_EXERCISE TASKS_
1. Print the part of the movie review from "So I really" up to and including "much of a dent.".
2. Summarize the movie review in two sentences.
3. Write the next part of the movie review, continuing from the point where it stops.

_PASSAGE PROVIDED_
------------------------------------------------
Tagline: For a price, any organ in your body can be replaced. It can also be repossessed.
So I really didn’t want to see this one but it came down to either this one or How to Train Your Dragon. And I’m now wondering why I didn’t choose the latter, although I did have some great laughs to carry me through with my decision. The tagline is priceless and really sums up the movie well; ‘For a price, any organ can be replaced. It can also be repossessed’. This movie ranked at number 9 this past weekend earning $3 million coming in behind Shutter Island and even the Green Zone. Leonardo DiCaprio was actually slated to star but thankfully he backed out because I think Jude Law’s charm can really let movies like this slide off of his career without making too much of a dent.
The plot is based on the novel The Repossession Mambo and stars Jude Law as a repo man working for The Union which sells life-saving organs at in inflated cost with sky-high interest rates to those in need. Law’s character is called in when the patients fall more than 90 days behind to ‘repossess’ the organs ultimately leaving the patients dying in their own pools of blood. The tables are turned when after a bad accident, Law finds himself the recipient of an artificial heart and he can’t keep up with the payments. He is then set on the other side of the business and goes head to head with his former best friend, Forest Whitaker, while taking solace in and coupling up with Alice Braga, another fugitive on the run.
------------------------------------------------
_STUDY MATERIAL_
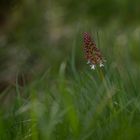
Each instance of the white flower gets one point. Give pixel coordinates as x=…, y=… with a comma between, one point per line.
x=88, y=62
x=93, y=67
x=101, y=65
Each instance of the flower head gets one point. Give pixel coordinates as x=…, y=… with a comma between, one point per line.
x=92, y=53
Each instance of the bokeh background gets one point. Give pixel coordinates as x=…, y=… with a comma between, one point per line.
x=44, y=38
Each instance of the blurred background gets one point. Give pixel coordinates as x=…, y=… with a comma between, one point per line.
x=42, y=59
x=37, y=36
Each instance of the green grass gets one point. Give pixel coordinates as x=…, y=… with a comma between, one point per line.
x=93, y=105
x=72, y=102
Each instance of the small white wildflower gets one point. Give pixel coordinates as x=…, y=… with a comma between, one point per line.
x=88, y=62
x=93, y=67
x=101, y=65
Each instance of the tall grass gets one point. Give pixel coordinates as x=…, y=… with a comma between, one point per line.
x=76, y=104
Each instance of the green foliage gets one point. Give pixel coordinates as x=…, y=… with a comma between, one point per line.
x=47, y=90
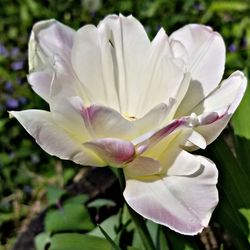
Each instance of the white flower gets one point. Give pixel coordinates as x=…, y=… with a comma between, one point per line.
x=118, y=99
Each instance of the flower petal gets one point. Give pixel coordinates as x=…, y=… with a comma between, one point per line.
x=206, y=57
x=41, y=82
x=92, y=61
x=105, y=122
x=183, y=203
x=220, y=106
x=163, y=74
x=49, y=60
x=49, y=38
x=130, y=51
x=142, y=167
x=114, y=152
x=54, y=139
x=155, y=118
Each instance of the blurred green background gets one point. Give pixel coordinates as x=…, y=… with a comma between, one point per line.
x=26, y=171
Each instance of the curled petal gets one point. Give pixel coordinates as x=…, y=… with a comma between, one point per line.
------------------------------------------------
_REPLIES_
1.
So I really didn’t want to see this one but it came down to either this one or How to Train Your Dragon. And I’m now wondering why I didn’t choose the latter, although I did have some great laughs to carry me through with my decision. The tagline is priceless and really sums up the movie well; ‘For a price, any organ can be replaced. It can also be repossessed’. This movie ranked at number 9 this past weekend earning $3 million coming in behind Shutter Island and even the Green Zone. Leonardo DiCaprio was actually slated to star but thankfully he backed out because I think Jude Law’s charm can really let movies like this slide off of his career without making too much of a dent.

2. The reviewer chose this movie over How to Train Your Dragon and now wonders why, though it provided some great laughs, and it ranked ninth last weekend with $3 million. Based on the novel The Repossession Mambo, it stars Jude Law as a repo man who reclaims organs from patients behind on payments until he receives an artificial heart he can't pay for and ends up facing his former best friend, played by Forest Whitaker.

3.
This plot had more holes than not. I don’t think I can avoid putting some spoilers into this section but then again I really wouldn’t advise anyone to go out and see this movie anyway. Jude Law’s character first receives a very unbelievable super dose of morality following his surgery which just gives him a life-changing ideology on his whole frame work of prior beliefs which is just so perfect with the plot of the story yet extremely superficial. Not to mention the ‘surprise ending’ although they mentioned something interestingly important in the beginning and did not revisit the fact even though one of the characters even asks questions about it, only to bring it up in a surprise ‘Ta-Da’ ending! This isn’t to mention little inconsistencies such as the fact that nobody seems to bleed to death in the future, no matter what the internal damage is or people can apparently plug into someone else’s super hearing by attaching headphones to their bionic ears. Surprisingly this awesome ‘super power’ only came in partly handy at one instance in the movie. I could count on my hand the number of times that power would have been useful before my breakfast today. Also apparently in the future, it is super sexy to cut open your partner and not cause the anticipated excruciating pain, but instead an intense make-out session. I have one more real problem with the story but I will put it at the end of the review just in case the one person out there who is planning on seeing this movie just happens to stumble across my review.
The cinematography was gritty and very very bloody. This was some sort of super gross blood they used for this movie too, which surpasses the normal everyday splatter blood in most movies. The action sequences were fast paced and for the most part nicely choreographed. Although highly unrealistic, the hacksaw fight near the end was pretty innovative and entertaining to watch, blood spurting aside. I did enjoy the numerous rat pack songs used in the soundtrack which actually fit with the parts of the movie they were used.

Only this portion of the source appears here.